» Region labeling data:
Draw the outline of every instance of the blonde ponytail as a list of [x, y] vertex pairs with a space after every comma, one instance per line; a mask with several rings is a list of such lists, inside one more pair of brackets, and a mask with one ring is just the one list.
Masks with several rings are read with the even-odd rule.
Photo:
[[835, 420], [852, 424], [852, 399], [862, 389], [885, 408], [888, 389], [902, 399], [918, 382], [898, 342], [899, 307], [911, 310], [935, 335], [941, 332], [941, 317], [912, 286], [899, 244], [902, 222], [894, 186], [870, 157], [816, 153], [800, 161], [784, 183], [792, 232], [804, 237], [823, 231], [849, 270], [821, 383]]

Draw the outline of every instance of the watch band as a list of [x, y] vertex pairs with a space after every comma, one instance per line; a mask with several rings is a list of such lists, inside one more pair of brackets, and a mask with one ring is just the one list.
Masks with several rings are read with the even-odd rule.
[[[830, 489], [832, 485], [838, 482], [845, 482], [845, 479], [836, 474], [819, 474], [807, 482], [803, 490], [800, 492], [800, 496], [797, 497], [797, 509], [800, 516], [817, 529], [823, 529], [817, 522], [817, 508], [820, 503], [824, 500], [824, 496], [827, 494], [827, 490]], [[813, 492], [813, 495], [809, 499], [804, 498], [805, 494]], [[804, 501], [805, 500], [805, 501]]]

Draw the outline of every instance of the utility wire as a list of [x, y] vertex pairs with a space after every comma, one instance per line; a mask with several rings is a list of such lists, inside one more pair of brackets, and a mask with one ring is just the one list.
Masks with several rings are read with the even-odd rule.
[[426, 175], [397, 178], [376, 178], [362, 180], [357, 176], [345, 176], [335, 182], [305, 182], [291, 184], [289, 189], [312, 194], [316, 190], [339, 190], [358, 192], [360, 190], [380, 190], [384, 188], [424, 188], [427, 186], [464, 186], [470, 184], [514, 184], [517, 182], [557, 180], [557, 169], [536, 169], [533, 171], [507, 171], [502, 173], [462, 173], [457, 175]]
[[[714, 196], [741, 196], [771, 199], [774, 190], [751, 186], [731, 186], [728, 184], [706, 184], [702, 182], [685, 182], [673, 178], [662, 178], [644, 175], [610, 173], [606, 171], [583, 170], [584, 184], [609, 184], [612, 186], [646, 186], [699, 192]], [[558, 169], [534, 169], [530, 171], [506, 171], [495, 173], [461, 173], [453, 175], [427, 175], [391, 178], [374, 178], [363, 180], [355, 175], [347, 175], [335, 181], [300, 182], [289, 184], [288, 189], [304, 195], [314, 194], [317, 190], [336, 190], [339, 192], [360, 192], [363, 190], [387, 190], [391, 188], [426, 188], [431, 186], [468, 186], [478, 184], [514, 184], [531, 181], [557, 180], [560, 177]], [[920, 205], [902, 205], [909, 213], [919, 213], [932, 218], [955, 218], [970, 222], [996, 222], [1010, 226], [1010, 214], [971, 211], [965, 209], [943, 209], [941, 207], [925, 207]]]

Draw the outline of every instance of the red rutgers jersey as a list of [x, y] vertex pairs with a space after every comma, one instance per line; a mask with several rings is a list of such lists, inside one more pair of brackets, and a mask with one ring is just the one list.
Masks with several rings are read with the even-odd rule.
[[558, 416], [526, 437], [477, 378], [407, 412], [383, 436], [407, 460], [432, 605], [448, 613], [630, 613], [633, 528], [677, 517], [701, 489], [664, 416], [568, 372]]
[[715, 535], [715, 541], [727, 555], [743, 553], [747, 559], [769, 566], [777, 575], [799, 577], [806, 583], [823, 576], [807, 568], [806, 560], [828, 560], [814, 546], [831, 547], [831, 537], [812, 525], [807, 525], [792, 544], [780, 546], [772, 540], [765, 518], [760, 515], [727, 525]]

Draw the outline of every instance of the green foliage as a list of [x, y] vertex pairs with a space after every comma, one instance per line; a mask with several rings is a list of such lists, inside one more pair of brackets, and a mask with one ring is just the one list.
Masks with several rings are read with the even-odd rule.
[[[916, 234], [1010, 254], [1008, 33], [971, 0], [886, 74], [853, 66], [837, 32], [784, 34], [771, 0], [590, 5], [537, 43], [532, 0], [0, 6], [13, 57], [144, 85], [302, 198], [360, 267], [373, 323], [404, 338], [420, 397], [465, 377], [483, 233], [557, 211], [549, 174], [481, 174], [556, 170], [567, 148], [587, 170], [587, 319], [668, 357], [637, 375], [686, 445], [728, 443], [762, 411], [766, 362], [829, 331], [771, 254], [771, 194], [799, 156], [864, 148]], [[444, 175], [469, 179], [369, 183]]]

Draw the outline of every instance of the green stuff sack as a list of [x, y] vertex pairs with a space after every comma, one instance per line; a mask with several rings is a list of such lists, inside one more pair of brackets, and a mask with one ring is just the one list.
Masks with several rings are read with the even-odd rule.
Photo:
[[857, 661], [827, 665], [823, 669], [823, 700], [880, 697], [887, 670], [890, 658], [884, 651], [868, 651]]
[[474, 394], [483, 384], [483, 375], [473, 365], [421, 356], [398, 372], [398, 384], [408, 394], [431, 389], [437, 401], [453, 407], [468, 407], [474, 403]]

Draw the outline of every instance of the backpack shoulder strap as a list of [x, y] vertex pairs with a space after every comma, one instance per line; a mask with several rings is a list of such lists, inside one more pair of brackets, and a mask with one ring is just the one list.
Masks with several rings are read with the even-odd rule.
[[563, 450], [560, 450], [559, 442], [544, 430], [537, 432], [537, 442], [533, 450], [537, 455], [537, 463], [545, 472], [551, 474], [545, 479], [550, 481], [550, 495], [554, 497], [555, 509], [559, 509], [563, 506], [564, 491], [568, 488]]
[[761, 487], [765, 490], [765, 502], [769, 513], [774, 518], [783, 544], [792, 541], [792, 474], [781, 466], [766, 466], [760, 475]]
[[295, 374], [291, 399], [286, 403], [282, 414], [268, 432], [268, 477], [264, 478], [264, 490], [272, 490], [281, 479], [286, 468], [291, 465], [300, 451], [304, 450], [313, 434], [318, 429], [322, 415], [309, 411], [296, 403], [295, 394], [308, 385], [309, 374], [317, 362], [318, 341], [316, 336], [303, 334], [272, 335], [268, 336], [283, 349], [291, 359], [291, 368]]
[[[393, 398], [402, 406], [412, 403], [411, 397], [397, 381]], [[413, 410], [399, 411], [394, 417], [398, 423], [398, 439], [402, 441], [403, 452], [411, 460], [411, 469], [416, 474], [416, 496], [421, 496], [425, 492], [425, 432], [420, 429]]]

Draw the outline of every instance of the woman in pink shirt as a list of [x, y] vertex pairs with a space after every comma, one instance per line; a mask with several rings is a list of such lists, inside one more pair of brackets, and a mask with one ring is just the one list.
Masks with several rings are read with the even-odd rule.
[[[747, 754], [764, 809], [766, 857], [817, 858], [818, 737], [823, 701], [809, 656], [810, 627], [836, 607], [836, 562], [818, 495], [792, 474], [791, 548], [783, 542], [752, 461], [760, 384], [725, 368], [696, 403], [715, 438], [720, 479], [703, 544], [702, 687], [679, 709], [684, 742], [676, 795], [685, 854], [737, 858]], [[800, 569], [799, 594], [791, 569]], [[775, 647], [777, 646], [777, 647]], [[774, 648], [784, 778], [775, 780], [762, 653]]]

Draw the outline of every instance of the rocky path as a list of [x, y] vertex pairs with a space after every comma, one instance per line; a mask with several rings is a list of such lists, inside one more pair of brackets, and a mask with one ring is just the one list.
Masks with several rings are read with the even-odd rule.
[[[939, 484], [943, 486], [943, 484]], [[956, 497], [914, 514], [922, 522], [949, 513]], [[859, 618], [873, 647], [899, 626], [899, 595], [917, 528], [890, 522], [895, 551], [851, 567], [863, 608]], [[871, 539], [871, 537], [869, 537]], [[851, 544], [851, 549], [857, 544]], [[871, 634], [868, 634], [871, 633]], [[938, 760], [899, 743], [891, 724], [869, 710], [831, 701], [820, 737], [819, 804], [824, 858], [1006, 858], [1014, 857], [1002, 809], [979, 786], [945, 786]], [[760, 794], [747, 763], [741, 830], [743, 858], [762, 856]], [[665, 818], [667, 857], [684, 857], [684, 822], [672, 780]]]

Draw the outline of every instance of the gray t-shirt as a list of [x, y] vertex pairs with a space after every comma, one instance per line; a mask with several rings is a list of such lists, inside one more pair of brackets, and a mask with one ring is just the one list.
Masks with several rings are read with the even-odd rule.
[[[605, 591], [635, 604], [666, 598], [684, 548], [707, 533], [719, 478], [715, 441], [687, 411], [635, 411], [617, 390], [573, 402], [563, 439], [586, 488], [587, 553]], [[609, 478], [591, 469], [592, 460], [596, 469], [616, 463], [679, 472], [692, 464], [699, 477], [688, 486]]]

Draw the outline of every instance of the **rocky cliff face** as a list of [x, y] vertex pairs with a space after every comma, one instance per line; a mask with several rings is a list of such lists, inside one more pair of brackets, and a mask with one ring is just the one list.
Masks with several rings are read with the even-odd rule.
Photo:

» Goal:
Which lines of the data run from the line with "Draw the outline of every instance of the utility" up to and including the line with "173], [457, 175]]"? Copy them out exactly, both end lines included.

» Output of the task:
Draw the outline of every instance of the utility wire as a list of [x, y] vertex pairs with a space after every comma, one instance per line; a mask with several rings is a list of such lists, inside one more pair of brackets, and a mask with one ring is just the one list.
Masks with several rings are read with the even-odd rule.
[[426, 175], [397, 178], [376, 178], [362, 180], [357, 176], [345, 176], [335, 182], [305, 182], [291, 184], [289, 189], [312, 194], [316, 190], [339, 190], [358, 192], [360, 190], [380, 190], [384, 188], [424, 188], [427, 186], [464, 186], [470, 184], [514, 184], [517, 182], [557, 180], [557, 169], [536, 169], [533, 171], [507, 171], [502, 173], [462, 173], [457, 175]]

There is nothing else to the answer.